## Goal
Render the lines from the one containing "Guideline: for each instance of the rustic" through the one containing "column 578, row 365", both included, as a numbered list. Omit any blank lines and include no other rows.

▼

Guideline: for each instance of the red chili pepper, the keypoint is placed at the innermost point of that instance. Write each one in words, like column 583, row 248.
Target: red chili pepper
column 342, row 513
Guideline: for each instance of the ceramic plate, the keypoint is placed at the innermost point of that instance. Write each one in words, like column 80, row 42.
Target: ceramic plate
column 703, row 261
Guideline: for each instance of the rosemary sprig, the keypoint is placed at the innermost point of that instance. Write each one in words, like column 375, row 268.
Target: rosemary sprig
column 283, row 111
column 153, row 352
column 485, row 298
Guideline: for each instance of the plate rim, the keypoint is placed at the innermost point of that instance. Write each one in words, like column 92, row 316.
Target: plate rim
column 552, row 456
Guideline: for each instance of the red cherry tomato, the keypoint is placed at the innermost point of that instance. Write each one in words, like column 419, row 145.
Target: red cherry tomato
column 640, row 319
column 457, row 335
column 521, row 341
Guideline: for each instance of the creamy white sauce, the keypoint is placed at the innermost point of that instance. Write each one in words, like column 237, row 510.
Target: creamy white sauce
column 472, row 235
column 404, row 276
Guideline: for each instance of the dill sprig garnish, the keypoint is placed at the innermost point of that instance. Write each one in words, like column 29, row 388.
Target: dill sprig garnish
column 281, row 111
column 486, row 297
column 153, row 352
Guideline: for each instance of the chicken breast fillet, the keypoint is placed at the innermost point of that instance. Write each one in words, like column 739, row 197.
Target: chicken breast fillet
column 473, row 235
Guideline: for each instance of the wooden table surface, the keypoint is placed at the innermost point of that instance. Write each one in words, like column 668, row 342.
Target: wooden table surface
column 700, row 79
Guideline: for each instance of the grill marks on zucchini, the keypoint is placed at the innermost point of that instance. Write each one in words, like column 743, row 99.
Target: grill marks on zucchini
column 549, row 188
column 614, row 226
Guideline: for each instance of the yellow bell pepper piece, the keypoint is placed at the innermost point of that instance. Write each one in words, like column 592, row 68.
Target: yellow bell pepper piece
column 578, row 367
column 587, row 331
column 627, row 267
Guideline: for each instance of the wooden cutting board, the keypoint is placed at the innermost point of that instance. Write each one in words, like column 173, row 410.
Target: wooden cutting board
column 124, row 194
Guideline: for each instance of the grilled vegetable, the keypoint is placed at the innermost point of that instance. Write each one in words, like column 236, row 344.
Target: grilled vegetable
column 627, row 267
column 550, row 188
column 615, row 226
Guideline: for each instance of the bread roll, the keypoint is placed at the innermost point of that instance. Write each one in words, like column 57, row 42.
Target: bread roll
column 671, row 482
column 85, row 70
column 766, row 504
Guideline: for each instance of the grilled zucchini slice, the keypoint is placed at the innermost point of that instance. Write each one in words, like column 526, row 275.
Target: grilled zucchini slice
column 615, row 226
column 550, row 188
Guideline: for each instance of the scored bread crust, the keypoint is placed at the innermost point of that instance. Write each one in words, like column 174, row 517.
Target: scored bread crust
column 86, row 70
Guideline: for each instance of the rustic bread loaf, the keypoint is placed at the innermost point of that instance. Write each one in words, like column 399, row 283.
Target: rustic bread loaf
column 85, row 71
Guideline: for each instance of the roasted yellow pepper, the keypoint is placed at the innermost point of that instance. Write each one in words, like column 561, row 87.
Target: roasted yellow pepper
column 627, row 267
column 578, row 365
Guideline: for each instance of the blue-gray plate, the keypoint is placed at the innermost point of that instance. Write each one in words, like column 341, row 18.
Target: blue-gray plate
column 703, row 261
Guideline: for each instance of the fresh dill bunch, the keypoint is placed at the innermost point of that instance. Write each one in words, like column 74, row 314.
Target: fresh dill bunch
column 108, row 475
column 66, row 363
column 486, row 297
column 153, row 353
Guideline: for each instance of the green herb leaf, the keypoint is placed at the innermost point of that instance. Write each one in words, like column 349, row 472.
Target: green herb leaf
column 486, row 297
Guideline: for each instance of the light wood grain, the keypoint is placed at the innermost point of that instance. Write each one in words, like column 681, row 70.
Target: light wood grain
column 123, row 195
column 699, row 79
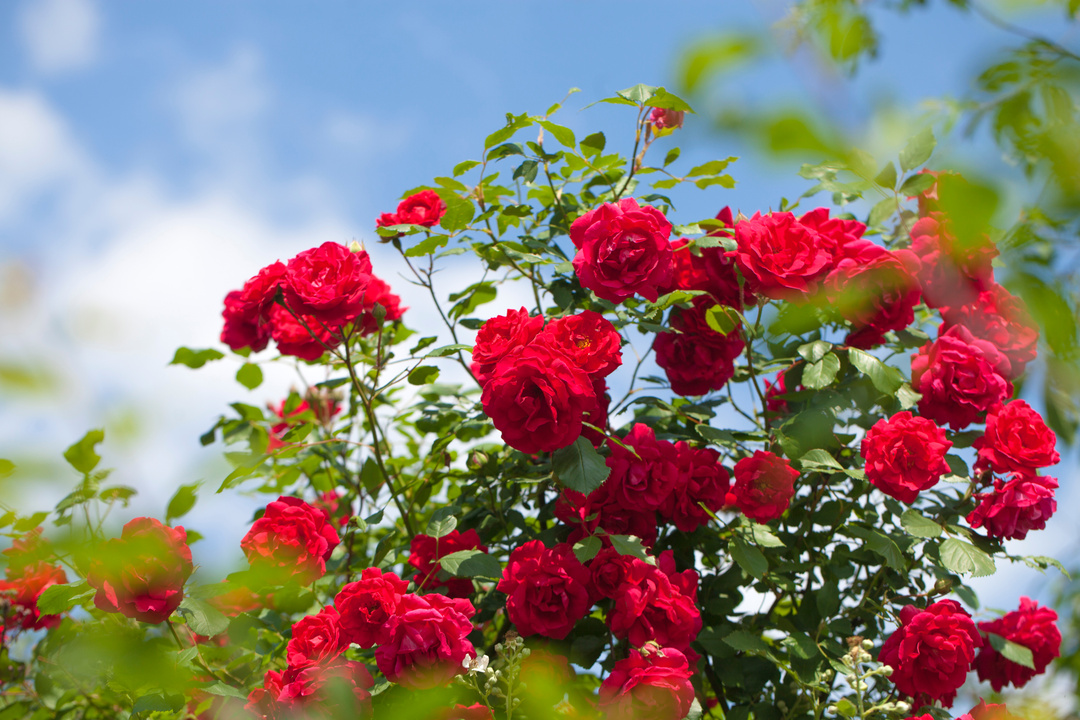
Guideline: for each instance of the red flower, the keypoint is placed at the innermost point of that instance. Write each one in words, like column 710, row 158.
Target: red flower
column 1000, row 317
column 426, row 552
column 905, row 454
column 499, row 336
column 292, row 540
column 623, row 250
column 1031, row 626
column 548, row 589
column 765, row 485
column 1013, row 508
column 648, row 685
column 1016, row 440
column 367, row 606
column 781, row 257
column 931, row 651
column 696, row 357
column 328, row 282
column 960, row 377
column 426, row 641
column 588, row 339
column 142, row 573
column 537, row 397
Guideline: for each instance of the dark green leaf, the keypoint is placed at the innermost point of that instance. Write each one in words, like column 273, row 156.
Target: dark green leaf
column 579, row 466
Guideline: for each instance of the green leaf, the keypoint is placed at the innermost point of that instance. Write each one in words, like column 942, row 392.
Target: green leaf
column 250, row 376
column 422, row 375
column 181, row 502
column 962, row 557
column 1012, row 651
column 194, row 358
column 746, row 642
column 459, row 214
column 586, row 548
column 81, row 456
column 631, row 545
column 750, row 558
column 471, row 564
column 579, row 466
column 564, row 135
column 919, row 526
column 61, row 598
column 918, row 150
column 821, row 374
column 885, row 378
column 203, row 617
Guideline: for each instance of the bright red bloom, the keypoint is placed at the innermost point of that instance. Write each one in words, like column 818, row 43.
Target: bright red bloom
column 328, row 282
column 1015, row 507
column 292, row 541
column 960, row 377
column 537, row 398
column 426, row 641
column 765, row 485
column 651, row 684
column 1031, row 626
column 905, row 454
column 623, row 249
column 696, row 357
column 931, row 651
column 548, row 589
column 367, row 606
column 1016, row 440
column 424, row 553
column 142, row 573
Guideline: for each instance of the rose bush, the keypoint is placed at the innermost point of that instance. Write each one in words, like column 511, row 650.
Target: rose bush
column 692, row 476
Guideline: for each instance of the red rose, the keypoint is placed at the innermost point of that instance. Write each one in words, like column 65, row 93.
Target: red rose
column 952, row 274
column 765, row 485
column 1016, row 440
column 142, row 573
column 367, row 606
column 622, row 250
column 904, row 456
column 427, row 641
column 499, row 336
column 1000, row 317
column 537, row 398
column 960, row 377
column 292, row 540
column 315, row 639
column 648, row 685
column 424, row 553
column 1031, row 626
column 548, row 589
column 663, row 119
column 931, row 651
column 328, row 282
column 586, row 339
column 780, row 257
column 424, row 207
column 305, row 336
column 649, row 607
column 1015, row 507
column 696, row 357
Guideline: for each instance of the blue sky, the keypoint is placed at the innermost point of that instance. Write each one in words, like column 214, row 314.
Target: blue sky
column 153, row 155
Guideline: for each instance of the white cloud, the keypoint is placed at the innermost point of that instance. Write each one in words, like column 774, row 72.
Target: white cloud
column 61, row 35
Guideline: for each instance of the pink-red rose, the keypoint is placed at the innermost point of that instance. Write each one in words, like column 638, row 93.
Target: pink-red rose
column 623, row 249
column 142, row 573
column 292, row 541
column 548, row 589
column 1030, row 626
column 931, row 651
column 904, row 456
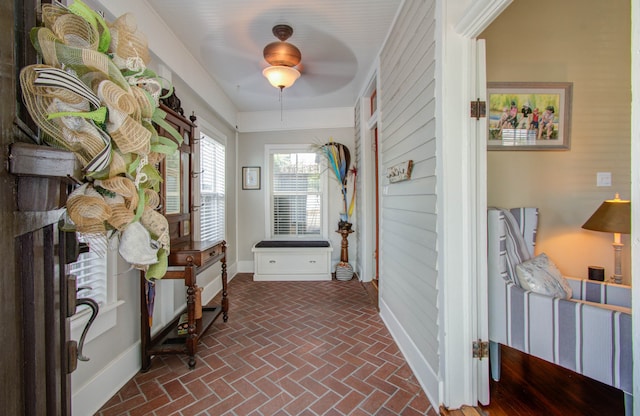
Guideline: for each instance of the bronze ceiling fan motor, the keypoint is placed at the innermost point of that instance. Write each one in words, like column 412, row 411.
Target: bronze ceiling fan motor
column 282, row 53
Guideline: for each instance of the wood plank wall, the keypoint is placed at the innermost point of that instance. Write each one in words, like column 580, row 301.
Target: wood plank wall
column 408, row 244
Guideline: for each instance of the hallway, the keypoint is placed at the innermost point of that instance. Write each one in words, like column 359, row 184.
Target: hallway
column 289, row 348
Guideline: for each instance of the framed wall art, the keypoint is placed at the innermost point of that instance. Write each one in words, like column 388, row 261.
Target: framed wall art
column 251, row 177
column 529, row 115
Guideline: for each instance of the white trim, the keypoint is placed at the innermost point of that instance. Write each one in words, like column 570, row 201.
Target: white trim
column 170, row 50
column 89, row 398
column 458, row 200
column 302, row 119
column 429, row 381
column 635, row 196
column 245, row 266
column 479, row 16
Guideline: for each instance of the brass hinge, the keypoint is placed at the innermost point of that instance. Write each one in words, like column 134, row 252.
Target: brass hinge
column 480, row 349
column 478, row 109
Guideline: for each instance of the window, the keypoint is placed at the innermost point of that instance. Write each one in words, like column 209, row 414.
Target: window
column 296, row 193
column 95, row 271
column 212, row 189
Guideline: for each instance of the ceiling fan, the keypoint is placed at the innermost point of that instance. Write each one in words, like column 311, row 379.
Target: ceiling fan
column 283, row 57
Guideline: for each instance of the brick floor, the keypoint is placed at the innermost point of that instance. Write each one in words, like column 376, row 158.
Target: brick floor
column 288, row 348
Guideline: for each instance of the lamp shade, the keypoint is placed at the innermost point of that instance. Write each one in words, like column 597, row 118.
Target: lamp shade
column 281, row 76
column 613, row 216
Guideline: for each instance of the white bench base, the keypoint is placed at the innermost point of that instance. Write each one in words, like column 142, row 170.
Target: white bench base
column 291, row 263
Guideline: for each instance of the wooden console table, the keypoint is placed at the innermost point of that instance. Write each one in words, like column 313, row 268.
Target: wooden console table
column 186, row 261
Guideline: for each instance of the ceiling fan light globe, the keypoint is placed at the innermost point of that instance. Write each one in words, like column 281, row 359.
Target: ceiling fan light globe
column 281, row 76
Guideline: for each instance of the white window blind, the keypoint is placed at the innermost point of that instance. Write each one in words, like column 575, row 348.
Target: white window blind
column 296, row 197
column 212, row 189
column 91, row 273
column 172, row 184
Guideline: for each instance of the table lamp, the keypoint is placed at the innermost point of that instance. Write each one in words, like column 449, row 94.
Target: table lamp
column 613, row 216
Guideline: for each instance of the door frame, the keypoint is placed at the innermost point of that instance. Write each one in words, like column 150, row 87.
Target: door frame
column 463, row 380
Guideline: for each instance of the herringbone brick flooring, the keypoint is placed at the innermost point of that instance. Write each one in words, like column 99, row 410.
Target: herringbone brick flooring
column 288, row 348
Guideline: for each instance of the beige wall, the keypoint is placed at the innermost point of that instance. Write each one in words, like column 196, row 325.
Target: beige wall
column 587, row 43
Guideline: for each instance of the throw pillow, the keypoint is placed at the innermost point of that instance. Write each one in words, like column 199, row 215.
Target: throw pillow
column 540, row 275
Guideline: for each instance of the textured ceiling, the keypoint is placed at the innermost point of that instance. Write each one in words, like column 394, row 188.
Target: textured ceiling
column 339, row 41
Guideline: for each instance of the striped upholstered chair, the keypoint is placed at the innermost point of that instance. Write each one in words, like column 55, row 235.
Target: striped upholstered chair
column 590, row 333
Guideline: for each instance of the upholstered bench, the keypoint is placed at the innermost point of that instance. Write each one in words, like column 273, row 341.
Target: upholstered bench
column 292, row 260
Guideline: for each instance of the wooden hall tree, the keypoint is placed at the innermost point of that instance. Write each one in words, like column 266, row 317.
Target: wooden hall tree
column 34, row 379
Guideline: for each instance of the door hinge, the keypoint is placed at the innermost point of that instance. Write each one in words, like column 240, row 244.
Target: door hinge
column 480, row 349
column 478, row 109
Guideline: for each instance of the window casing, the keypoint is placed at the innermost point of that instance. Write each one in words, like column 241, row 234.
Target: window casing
column 212, row 189
column 297, row 195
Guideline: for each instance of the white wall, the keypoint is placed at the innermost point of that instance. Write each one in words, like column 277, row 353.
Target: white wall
column 409, row 215
column 115, row 355
column 251, row 203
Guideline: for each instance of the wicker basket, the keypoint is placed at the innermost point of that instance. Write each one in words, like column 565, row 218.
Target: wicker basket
column 344, row 271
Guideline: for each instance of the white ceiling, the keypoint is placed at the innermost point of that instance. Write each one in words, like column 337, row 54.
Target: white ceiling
column 339, row 41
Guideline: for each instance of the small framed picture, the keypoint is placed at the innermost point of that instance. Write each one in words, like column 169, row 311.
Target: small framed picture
column 251, row 177
column 529, row 115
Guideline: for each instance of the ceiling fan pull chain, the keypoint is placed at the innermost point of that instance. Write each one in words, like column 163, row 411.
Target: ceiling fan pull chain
column 281, row 103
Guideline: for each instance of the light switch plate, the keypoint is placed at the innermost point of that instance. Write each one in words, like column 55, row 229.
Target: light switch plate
column 604, row 178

▲

## Answer in full
1. Guideline: for each instance of the rustic bread loaf, the keypoint is placed at the innermost point of that instance. Write each one in words, like column 399, row 283.
2. Target: rustic bread loaf
3. column 85, row 71
4. Guideline: for each instance of the roasted yellow pepper, the keypoint is placed at the innermost point of that instance. Write each one in words, like column 561, row 87.
5. Target: roasted yellow pepper
6. column 627, row 267
7. column 578, row 365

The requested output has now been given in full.